> **Work instructions**:
Return exactly the line that contains "Zoom in on ice" and all lines beneath it in the entries, through the very last one.
[Opening Input for this task section]
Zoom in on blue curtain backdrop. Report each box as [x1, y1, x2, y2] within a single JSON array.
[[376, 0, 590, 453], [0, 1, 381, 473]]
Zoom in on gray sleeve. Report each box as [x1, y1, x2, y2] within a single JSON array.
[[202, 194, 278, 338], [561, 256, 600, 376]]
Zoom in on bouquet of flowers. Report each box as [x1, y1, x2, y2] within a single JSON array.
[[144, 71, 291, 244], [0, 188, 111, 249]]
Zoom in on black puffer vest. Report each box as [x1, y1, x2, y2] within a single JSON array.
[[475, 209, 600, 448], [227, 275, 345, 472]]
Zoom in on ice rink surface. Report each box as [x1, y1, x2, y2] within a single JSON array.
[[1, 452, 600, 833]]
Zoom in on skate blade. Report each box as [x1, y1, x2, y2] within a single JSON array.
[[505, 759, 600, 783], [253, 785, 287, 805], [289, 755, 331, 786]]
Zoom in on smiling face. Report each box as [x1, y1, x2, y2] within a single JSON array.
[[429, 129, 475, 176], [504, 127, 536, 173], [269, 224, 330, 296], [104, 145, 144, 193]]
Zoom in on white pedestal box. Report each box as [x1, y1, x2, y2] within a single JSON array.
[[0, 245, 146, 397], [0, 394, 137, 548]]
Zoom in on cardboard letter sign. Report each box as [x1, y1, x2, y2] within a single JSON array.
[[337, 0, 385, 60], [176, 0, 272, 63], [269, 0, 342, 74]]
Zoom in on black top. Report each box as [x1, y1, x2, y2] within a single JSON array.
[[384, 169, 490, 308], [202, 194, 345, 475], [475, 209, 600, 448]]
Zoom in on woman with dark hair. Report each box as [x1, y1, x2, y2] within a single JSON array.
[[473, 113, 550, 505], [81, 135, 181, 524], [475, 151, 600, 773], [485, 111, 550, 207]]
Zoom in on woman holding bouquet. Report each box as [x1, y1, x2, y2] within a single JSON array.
[Closing Input for this task section]
> **Written answer**:
Zoom in on ice rink surface. Report each box as [x1, y1, x2, y2] within a single JSON array.
[[1, 452, 600, 833]]
Zoom in on skate blade. Report each box as [x1, y1, x2, y2] within a single JSON array.
[[505, 759, 600, 783], [253, 785, 287, 805], [289, 755, 331, 786]]
Zoom in on smiling face. Report each box as [x1, y1, x2, y2] within a single JSON array.
[[429, 129, 475, 176], [504, 127, 536, 173], [269, 224, 330, 296], [104, 145, 144, 193]]
Zoom in on white pedestal box. Report each box as [x1, y1, x2, y2] within a single JSON array.
[[0, 245, 146, 397], [0, 394, 137, 548]]
Zoom in on cardboard letter sign. Report each box as [x1, y1, x2, y2] within a single JSON array.
[[337, 0, 385, 60], [176, 0, 272, 63], [269, 0, 342, 74]]
Zoom in on black top. Report each box as [x1, y1, x2, y2] within a single JSON array.
[[384, 169, 490, 308], [202, 194, 345, 475], [475, 209, 600, 448]]
Zoom in on woman with dark hair. Report each box as [x1, y1, x2, y2] within a single JSON array.
[[473, 113, 550, 505], [81, 135, 181, 524], [475, 151, 600, 773], [485, 111, 550, 207]]
Zoom in on woman holding bouquet. Report each box as [x1, y1, x2, y2] within a single JSON array.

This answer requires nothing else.